OBJECTIVE
Can you continue the text below about the Nile Project, picking up after its last sentence?

==== EXCERPT TO READ ====

Arts and culture work || 08.22.2010

Arts and Culture Work

The Nile Project

Wanna hear hip-hop and traditional musicians from Uganda, Kenya, Tanzania, Ethiopia, South Sudan, Sudan and Egypt collaborate to create a new sound? We do! Introducing the Nile Project….

Loosely based on the Silk Road Project (, we are exploring the intersection of ecology and culture across much of East Africa.

The Nile Project brings together musicians from the Nile cultures to play and record music, to tour down the river and its source lakes on a boat made of recycled water bottles, and to share an experience that will connect the peoples of the river.

We realized that though East Africa’s Nile cultures have shared millenia of history, today we do not know very much about each other. We decided to start this musical project so that the people of the river could get to know their neighbors through a mutual sharing of stories, sound, music, mythology, and culture. In 2013, we’ll also tour Europe and North America.

==== SUPPLIED MATERIAL ====

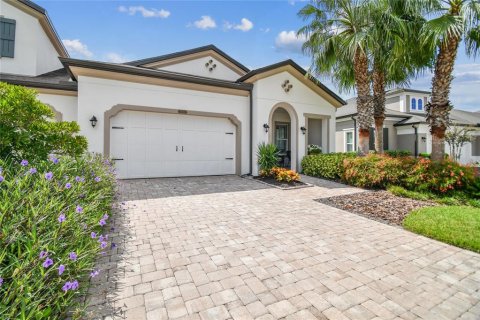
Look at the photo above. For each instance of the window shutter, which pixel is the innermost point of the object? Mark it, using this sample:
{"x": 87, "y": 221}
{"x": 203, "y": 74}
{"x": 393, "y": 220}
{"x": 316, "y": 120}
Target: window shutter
{"x": 385, "y": 138}
{"x": 372, "y": 139}
{"x": 7, "y": 37}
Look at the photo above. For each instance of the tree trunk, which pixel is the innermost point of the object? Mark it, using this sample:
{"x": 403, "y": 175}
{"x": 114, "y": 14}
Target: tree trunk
{"x": 438, "y": 109}
{"x": 378, "y": 107}
{"x": 364, "y": 101}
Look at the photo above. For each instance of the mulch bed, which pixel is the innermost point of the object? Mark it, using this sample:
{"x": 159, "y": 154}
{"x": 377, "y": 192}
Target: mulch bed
{"x": 282, "y": 185}
{"x": 378, "y": 205}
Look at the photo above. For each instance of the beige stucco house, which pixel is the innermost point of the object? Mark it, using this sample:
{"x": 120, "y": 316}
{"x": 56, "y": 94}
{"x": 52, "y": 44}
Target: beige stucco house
{"x": 195, "y": 112}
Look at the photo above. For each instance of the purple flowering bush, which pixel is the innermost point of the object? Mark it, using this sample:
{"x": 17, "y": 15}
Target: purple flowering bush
{"x": 48, "y": 217}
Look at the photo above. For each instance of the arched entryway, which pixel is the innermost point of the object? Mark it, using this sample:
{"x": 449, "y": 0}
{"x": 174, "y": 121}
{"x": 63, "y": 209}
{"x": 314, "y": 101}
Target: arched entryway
{"x": 283, "y": 122}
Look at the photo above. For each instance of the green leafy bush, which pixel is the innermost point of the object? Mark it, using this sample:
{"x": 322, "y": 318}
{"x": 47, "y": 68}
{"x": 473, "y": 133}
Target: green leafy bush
{"x": 442, "y": 177}
{"x": 328, "y": 165}
{"x": 27, "y": 129}
{"x": 267, "y": 156}
{"x": 376, "y": 171}
{"x": 52, "y": 217}
{"x": 398, "y": 153}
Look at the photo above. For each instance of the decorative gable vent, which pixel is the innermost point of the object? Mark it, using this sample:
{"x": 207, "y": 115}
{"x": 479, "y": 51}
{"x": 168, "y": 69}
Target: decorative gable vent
{"x": 210, "y": 65}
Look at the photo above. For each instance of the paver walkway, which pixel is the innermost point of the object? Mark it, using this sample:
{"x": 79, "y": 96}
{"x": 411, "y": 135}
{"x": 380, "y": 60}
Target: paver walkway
{"x": 231, "y": 248}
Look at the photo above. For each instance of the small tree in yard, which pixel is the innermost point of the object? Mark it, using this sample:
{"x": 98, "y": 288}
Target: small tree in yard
{"x": 456, "y": 138}
{"x": 28, "y": 130}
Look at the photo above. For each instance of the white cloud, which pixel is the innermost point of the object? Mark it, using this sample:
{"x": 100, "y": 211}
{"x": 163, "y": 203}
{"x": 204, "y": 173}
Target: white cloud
{"x": 288, "y": 41}
{"x": 146, "y": 13}
{"x": 76, "y": 47}
{"x": 206, "y": 22}
{"x": 115, "y": 57}
{"x": 245, "y": 25}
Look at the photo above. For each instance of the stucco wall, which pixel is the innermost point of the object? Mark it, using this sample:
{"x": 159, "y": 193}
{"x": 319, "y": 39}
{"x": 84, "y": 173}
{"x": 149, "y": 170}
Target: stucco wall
{"x": 66, "y": 105}
{"x": 95, "y": 96}
{"x": 268, "y": 93}
{"x": 197, "y": 67}
{"x": 34, "y": 54}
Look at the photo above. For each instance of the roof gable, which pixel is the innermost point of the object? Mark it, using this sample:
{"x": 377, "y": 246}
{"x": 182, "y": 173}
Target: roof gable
{"x": 202, "y": 54}
{"x": 298, "y": 72}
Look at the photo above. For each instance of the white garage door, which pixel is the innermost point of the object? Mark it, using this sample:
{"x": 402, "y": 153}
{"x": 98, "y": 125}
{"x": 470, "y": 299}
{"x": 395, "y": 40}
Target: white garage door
{"x": 150, "y": 144}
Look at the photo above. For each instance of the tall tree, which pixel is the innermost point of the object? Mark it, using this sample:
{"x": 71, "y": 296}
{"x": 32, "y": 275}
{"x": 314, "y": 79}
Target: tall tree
{"x": 454, "y": 21}
{"x": 338, "y": 33}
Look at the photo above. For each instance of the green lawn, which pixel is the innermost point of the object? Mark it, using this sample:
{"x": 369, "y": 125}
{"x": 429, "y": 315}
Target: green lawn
{"x": 459, "y": 226}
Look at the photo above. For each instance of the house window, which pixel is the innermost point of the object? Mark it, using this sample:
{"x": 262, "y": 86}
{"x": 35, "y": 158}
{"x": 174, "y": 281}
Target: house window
{"x": 7, "y": 37}
{"x": 281, "y": 137}
{"x": 349, "y": 147}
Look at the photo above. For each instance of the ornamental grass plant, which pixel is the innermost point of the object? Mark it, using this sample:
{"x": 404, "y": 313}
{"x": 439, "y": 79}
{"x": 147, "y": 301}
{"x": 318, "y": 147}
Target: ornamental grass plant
{"x": 53, "y": 217}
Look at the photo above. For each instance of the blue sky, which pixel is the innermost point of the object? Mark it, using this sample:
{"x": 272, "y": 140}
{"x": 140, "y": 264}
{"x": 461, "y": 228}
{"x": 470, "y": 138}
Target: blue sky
{"x": 256, "y": 33}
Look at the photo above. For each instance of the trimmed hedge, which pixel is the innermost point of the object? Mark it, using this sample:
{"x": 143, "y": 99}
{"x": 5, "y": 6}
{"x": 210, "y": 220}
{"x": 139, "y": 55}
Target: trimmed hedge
{"x": 52, "y": 217}
{"x": 328, "y": 165}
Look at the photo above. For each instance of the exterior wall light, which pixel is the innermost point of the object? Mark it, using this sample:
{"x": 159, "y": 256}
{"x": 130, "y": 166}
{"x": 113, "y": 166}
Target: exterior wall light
{"x": 93, "y": 121}
{"x": 286, "y": 85}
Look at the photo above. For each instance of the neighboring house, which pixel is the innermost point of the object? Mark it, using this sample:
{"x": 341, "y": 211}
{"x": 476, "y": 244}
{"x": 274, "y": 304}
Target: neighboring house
{"x": 195, "y": 112}
{"x": 405, "y": 127}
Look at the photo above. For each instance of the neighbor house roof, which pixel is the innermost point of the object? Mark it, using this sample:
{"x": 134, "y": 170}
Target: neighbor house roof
{"x": 147, "y": 61}
{"x": 58, "y": 79}
{"x": 40, "y": 13}
{"x": 70, "y": 63}
{"x": 302, "y": 71}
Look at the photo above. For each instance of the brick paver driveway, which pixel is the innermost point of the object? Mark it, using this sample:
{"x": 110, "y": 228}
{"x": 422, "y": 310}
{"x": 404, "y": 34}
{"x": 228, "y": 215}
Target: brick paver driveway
{"x": 231, "y": 248}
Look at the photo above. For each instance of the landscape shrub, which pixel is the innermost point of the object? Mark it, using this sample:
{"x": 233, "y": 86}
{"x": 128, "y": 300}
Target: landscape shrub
{"x": 328, "y": 165}
{"x": 313, "y": 149}
{"x": 28, "y": 129}
{"x": 267, "y": 156}
{"x": 442, "y": 177}
{"x": 52, "y": 217}
{"x": 398, "y": 153}
{"x": 376, "y": 171}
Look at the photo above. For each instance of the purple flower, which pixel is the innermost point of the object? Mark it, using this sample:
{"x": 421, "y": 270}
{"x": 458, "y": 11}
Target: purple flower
{"x": 75, "y": 285}
{"x": 49, "y": 175}
{"x": 61, "y": 269}
{"x": 67, "y": 286}
{"x": 73, "y": 256}
{"x": 47, "y": 263}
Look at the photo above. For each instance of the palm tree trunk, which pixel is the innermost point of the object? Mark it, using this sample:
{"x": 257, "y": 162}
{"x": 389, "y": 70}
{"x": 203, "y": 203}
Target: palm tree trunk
{"x": 438, "y": 109}
{"x": 378, "y": 107}
{"x": 364, "y": 100}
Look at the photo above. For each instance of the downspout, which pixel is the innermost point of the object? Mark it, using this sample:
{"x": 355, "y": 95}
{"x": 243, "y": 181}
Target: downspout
{"x": 354, "y": 133}
{"x": 416, "y": 140}
{"x": 251, "y": 131}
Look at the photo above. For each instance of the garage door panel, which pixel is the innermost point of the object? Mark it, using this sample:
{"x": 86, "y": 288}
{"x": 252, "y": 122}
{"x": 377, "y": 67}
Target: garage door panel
{"x": 152, "y": 145}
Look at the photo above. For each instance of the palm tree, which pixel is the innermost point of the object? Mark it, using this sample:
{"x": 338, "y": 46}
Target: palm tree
{"x": 338, "y": 34}
{"x": 454, "y": 21}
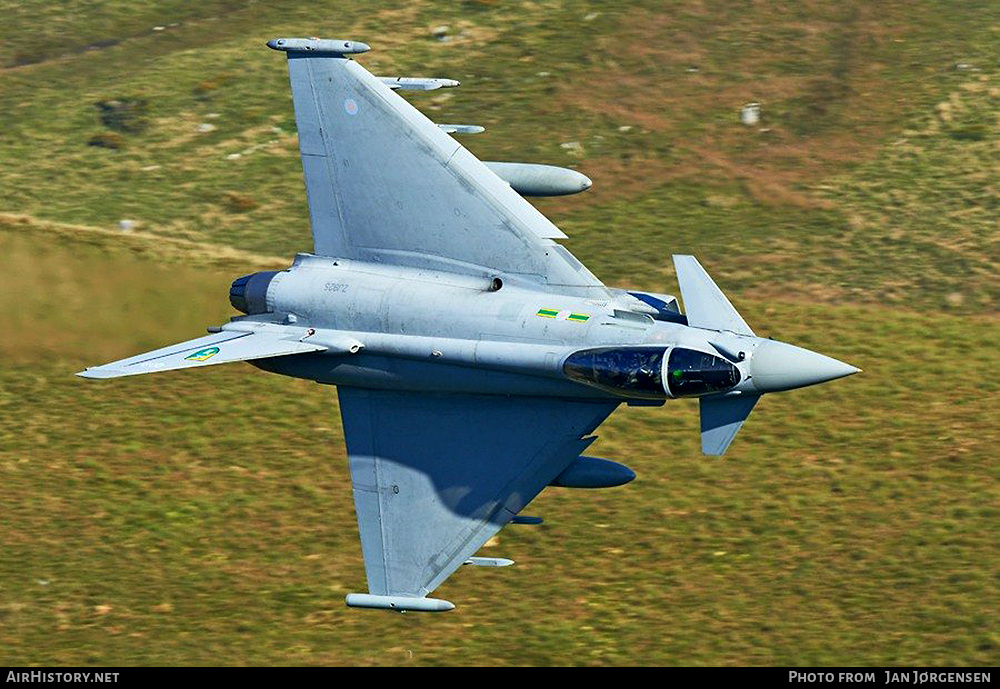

====

ANSWER BELOW
The Nile Project was created by Ethiopian-American singer-songwriter and Egyptian ethnomusicologist Mina Girgis.

How has the project gone so far?

After only a few short months, we are in talks with Lincoln Center’s David Rubenstein Atrium as our North American presenting partners, and Meklit got the TED Senior Fellowship with the Nile Project as her main fellowship focus. Things are really starting to roll!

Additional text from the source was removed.